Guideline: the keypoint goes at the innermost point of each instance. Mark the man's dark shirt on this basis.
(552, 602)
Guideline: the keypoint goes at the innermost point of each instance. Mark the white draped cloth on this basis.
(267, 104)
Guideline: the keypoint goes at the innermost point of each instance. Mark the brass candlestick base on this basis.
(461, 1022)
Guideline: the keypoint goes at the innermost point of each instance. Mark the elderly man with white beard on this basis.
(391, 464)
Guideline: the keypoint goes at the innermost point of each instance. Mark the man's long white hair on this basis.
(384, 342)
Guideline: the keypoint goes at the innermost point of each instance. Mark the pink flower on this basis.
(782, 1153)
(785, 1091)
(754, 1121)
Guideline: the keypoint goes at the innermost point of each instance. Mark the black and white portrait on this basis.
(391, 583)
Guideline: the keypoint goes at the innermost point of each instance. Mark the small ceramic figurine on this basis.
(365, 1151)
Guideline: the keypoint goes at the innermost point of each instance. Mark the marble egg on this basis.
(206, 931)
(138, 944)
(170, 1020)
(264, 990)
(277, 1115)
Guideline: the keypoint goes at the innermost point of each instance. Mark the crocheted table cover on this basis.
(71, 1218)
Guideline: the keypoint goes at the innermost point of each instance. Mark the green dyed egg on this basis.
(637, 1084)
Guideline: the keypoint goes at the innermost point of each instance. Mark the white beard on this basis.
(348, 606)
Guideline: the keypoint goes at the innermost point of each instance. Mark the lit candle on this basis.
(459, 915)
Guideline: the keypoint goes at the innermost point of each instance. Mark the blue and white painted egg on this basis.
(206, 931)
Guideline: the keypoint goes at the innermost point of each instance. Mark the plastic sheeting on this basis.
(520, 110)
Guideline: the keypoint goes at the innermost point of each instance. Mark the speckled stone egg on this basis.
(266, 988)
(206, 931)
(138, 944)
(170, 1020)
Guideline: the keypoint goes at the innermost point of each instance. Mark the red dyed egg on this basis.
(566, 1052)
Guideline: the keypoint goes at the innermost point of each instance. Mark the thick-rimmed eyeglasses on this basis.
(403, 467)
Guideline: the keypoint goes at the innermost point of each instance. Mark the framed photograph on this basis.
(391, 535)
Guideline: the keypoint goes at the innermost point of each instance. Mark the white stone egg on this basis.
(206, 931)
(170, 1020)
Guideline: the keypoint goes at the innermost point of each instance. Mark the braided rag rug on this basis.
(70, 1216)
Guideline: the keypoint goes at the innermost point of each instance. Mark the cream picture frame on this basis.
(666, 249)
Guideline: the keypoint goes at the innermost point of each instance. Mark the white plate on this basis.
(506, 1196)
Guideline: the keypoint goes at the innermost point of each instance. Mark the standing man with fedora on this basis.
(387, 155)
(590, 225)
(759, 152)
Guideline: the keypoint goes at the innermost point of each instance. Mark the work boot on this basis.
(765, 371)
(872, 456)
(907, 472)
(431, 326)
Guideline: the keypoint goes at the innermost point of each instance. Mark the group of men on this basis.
══════════════════════════════
Turn all of the records above into a Markdown table, one row per line and no blank lines, with a "Row" column holding numbers from 1 and a "Line" column holding the text of each line.

| Row | Line |
|---|---|
| 1 | Guideline: the keypoint goes at the innermost point of each instance. Mark the man's dark shirt on this basis. |
| 2 | (552, 602) |
| 3 | Guideline: the keypoint goes at the innermost point of each instance. Mark the white draped cloth on this basis. |
| 4 | (267, 104) |
| 5 | Guideline: the keypoint goes at the innermost point of each instance. Mark the brass candlestick base on this basis. |
| 6 | (461, 1022) |
| 7 | Guideline: the keypoint goes at the innermost point of each instance. Mark the elderly man with white beard on this basis. |
| 8 | (391, 464) |
| 9 | Guideline: the keypoint goes at the innermost point of each instance. Mark the man's long white hair on this basis. |
| 10 | (384, 342) |
| 11 | Guideline: the keypoint goes at the innermost point of each instance. Mark the pink flower on this basis. |
| 12 | (782, 1153) |
| 13 | (785, 1091) |
| 14 | (754, 1121) |
| 15 | Guideline: the keypoint goes at the innermost point of each instance. Mark the black and white portrait on this basis. |
| 16 | (391, 583) |
| 17 | Guideline: the keypoint goes at the innermost point of each instance. Mark the small ceramic figurine on this basis. |
| 18 | (365, 1151) |
| 19 | Guideline: the keypoint goes at the innermost point of each instance. Mark the marble egg on this basis. |
| 20 | (206, 931) |
| 21 | (138, 944) |
| 22 | (170, 1020) |
| 23 | (264, 990) |
| 24 | (277, 1115) |
| 25 | Guideline: the keypoint goes at the innermost point of each instance. Mark the crocheted table cover on this basis. |
| 26 | (71, 1218) |
| 27 | Guideline: the keypoint goes at the innermost point of each instance. Mark the green dyed egg on this basis. |
| 28 | (637, 1084) |
| 29 | Guideline: the keypoint goes at the innermost point of each instance. Mark the white beard on this basis. |
| 30 | (348, 606) |
| 31 | Guideline: the keypoint goes at the innermost point of each instance. Mark the lit candle on this basis. |
| 32 | (459, 915) |
| 33 | Guideline: the keypoint goes at the innermost point of each instance. Mark the blue and white painted egg on this basis. |
| 34 | (206, 931) |
| 35 | Guideline: the keypoint goes at the innermost point of each instance. Mark the plastic sheeting on this basis. |
| 36 | (520, 110) |
| 37 | Guideline: the keypoint goes at the innermost point of each instance. Mark the speckled stone egg on this basis. |
| 38 | (266, 988) |
| 39 | (206, 931) |
| 40 | (138, 944) |
| 41 | (170, 1020) |
| 42 | Guideline: the keypoint goes at the innermost point of each instance. Mark the red dyed egg on this basis. |
| 43 | (566, 1052) |
| 44 | Guideline: the keypoint goes at the innermost point of each instance. Mark the thick-rimmed eyeglasses on this basis. |
| 45 | (403, 467) |
| 46 | Guideline: the keypoint goes at the innermost point of each instance. Mark the framed photograph on this basis. |
| 47 | (391, 535) |
| 48 | Guideline: the keypoint goes at the innermost point of each instance. Mark the white stone egg on this basis. |
| 49 | (206, 931) |
| 50 | (170, 1020) |
| 51 | Guideline: the keypoint goes at the innermost point of each instance. Mark the braided rag rug on this basis. |
| 52 | (70, 1216) |
| 53 | Guideline: the keypoint goes at the innermost point of each instance. Mark the cream picture frame on this basis. |
| 54 | (666, 249) |
| 55 | Guideline: the keypoint goes at the innermost point of each instance. Mark the white plate on this basis. |
| 56 | (506, 1196) |
| 57 | Guideline: the keypoint goes at the innermost point of each instance. Mark the standing man with fedora on this basis. |
| 58 | (387, 155) |
| 59 | (590, 225) |
| 60 | (759, 152) |
| 61 | Guideline: the keypoint goes at the innermost point of each instance. Mark the work boot on this basis. |
| 62 | (765, 371) |
| 63 | (872, 456) |
| 64 | (907, 472) |
| 65 | (431, 326) |
| 66 | Guideline: the keypoint goes at the innermost point of each instance. Mark the group of men on this basis. |